FRAGMENTO DE TEXTO
-----
Cecilia
No fue como lo imaginaba. Ella temía sobre todo carecer de espacio vital para mover los brazos y poder extender cómodamente los papeles. Que sus grandes ojos rasgados certificaran la existencia de limitaciones geométricas que la obligaran a contener la agitación de su cuerpo y terminara agobiándose hasta desatar las terminales nerviosas. Temía también que los vigilantes fueran gente arisca y mal encarada que le provocaran un sentimiento de terror capaz de bloquear sus neuronas, haciéndole olvidar los conocimientos que con tanto afán en ellas había almacenado. Con esa prevención y con esos miedos acudió puntual a la trascendental cita tras una noche de sueño inquieto y azaroso. Como ella, con los ojos más o menos hinchados, la ojera más o menos pronunciada o el tono mortecino en el semblante más o menos marcado, estaban los casi treinta y cuatro mil chicos y chicas de su misma edad que acudían aquella mañana de lunes a las pruebas de selectividad para el acceso a la Universidad.
-----
DATOS ALMACENADOS
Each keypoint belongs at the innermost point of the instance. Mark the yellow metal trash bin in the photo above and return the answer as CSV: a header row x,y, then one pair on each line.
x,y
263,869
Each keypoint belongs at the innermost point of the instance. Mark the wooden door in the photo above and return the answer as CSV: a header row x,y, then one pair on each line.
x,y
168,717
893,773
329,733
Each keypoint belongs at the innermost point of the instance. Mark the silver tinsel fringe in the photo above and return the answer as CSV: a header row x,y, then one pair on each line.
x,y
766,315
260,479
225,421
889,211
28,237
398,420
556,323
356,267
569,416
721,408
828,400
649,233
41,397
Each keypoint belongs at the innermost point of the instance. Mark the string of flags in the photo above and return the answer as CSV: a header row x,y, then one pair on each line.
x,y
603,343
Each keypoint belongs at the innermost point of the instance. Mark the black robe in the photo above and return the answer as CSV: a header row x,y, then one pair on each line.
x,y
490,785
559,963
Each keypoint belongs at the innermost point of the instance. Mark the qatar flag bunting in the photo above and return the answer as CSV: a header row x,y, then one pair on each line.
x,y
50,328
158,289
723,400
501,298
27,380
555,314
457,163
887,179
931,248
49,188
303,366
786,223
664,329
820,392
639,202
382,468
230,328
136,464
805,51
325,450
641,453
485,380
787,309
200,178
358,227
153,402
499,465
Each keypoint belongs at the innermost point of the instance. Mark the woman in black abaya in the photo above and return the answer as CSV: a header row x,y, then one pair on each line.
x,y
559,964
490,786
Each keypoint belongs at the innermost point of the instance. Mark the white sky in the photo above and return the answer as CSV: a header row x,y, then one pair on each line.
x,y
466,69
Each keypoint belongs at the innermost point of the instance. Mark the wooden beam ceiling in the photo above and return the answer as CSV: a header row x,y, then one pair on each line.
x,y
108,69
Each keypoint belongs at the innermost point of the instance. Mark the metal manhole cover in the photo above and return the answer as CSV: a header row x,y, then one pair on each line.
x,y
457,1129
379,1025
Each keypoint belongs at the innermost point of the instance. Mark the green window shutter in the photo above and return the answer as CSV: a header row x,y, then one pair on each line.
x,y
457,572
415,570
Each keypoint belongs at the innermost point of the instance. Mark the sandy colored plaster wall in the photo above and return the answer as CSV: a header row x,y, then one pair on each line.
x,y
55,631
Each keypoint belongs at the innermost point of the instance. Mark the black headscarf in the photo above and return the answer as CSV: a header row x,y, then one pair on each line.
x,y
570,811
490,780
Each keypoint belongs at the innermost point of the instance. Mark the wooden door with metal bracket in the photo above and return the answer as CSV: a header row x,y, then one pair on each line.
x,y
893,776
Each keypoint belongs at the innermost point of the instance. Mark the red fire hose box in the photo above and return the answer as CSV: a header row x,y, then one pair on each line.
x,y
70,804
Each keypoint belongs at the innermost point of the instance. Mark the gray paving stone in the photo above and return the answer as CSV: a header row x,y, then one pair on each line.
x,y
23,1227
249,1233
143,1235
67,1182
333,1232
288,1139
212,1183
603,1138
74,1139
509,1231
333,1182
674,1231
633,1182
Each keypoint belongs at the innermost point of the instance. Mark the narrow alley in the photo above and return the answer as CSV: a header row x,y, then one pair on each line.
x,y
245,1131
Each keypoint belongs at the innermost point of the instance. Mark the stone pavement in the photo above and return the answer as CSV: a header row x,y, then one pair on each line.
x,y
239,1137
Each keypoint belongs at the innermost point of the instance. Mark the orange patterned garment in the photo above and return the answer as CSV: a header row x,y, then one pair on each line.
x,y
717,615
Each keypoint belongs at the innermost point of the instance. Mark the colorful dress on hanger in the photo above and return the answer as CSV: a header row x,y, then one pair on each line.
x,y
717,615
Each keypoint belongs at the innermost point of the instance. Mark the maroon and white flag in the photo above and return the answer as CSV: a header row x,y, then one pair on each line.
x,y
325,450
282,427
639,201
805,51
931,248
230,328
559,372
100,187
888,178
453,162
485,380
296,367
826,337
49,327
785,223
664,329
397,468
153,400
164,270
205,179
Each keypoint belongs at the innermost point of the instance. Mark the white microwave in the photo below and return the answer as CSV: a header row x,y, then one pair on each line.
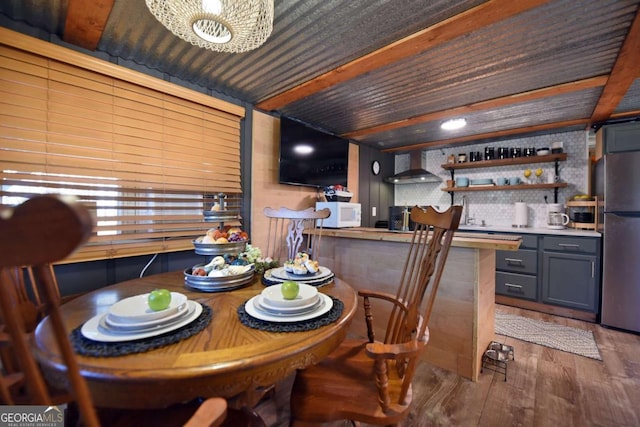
x,y
343,214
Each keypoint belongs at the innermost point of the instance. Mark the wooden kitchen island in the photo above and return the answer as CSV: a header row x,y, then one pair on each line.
x,y
462,323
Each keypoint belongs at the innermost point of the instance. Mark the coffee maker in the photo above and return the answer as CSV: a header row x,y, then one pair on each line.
x,y
556,218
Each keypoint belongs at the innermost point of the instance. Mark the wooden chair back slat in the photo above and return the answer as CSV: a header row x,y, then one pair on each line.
x,y
380,373
29,247
35,243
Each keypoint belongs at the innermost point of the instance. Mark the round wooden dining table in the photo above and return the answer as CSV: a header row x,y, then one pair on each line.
x,y
226,358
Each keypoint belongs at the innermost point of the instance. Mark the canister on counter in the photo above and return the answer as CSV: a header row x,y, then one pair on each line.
x,y
489,153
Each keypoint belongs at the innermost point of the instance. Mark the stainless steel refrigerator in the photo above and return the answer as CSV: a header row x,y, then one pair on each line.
x,y
617,183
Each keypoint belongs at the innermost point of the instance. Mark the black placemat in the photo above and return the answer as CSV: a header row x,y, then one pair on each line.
x,y
305,325
87,347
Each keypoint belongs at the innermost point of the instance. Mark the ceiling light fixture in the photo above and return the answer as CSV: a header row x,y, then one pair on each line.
x,y
231,26
454,124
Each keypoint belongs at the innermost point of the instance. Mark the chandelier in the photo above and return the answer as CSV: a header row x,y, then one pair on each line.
x,y
221,25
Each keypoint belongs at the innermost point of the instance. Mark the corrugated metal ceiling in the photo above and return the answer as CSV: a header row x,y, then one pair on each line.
x,y
399,105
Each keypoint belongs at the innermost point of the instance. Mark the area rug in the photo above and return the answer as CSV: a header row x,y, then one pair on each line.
x,y
565,338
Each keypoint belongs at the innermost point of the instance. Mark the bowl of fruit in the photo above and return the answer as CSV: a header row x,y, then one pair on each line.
x,y
220,241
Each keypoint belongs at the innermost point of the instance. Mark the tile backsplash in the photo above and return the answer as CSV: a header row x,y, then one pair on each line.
x,y
496,208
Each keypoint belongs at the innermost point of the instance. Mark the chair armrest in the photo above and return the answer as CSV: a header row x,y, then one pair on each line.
x,y
368,294
383,296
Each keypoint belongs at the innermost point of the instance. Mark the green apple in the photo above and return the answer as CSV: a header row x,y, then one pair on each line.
x,y
159,299
289,289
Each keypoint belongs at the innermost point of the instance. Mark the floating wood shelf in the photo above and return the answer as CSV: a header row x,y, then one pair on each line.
x,y
507,162
506,187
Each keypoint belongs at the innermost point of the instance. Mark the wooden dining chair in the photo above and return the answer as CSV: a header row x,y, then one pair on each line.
x,y
370,380
36,234
286,228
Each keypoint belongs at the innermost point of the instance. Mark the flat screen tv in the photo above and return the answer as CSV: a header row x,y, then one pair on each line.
x,y
311,157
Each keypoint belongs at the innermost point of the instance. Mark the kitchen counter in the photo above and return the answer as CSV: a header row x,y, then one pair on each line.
x,y
466,240
462,323
530,230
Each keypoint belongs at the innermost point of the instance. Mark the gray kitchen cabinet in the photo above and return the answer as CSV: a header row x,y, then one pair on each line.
x,y
570,280
571,271
517,272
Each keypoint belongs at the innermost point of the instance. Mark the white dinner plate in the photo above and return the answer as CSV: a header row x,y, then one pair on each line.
x,y
92,330
253,312
281,273
262,305
115,323
136,309
273,296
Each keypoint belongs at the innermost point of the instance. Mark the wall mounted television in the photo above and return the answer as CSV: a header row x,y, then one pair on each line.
x,y
311,157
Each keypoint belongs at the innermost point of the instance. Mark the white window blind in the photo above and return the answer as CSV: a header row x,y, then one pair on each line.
x,y
146,162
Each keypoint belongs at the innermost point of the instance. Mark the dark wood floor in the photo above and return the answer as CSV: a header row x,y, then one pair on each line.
x,y
545,387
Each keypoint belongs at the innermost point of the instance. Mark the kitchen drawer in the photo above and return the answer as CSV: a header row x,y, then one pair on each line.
x,y
529,241
522,261
517,285
571,244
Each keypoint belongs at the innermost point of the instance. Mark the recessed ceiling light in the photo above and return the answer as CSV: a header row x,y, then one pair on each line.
x,y
303,149
454,124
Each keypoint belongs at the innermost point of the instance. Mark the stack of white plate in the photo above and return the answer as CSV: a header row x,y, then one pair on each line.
x,y
132,319
271,306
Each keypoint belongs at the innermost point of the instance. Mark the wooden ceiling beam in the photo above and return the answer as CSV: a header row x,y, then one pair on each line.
x,y
85,22
507,132
624,72
484,105
471,20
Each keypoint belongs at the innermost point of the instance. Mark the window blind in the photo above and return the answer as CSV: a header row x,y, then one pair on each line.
x,y
146,162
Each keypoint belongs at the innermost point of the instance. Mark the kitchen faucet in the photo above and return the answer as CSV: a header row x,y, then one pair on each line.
x,y
465,211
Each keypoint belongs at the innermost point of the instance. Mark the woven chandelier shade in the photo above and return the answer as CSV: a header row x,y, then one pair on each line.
x,y
231,26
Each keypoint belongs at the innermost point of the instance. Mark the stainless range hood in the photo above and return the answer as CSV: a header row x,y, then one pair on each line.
x,y
416,172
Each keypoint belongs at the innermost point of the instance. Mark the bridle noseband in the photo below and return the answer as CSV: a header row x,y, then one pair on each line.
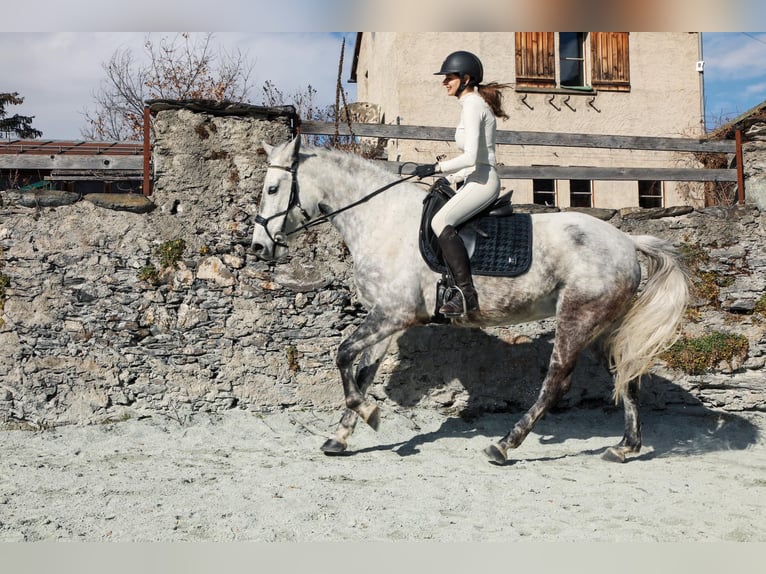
-----
TU OBJETIVO
Reproduce completo y sin ningún cambio el fragmento sobre Cecilia.

RESULTADO DEL EJERCICIO
Cecilia
No fue como lo imaginaba. Ella temía sobre todo carecer de espacio vital para mover los brazos y poder extender cómodamente los papeles. Que sus grandes ojos rasgados certificaran la existencia de limitaciones geométricas que la obligaran a contener la agitación de su cuerpo y terminara agobiándose hasta desatar las terminales nerviosas. Temía también que los vigilantes fueran gente arisca y mal encarada que le provocaran un sentimiento de terror capaz de bloquear sus neuronas, haciéndole olvidar los conocimientos que con tanto afán en ellas había almacenado. Con esa prevención y con esos miedos acudió puntual a la trascendental cita tras una noche de sueño inquieto y azaroso. Como ella, con los ojos más o menos hinchados, la ojera más o menos pronunciada o el tono mortecino en el semblante más o menos marcado, estaban los casi treinta y cuatro mil chicos y chicas de su misma edad que acudían aquella mañana de lunes a las pruebas de selectividad para el acceso a la Universidad.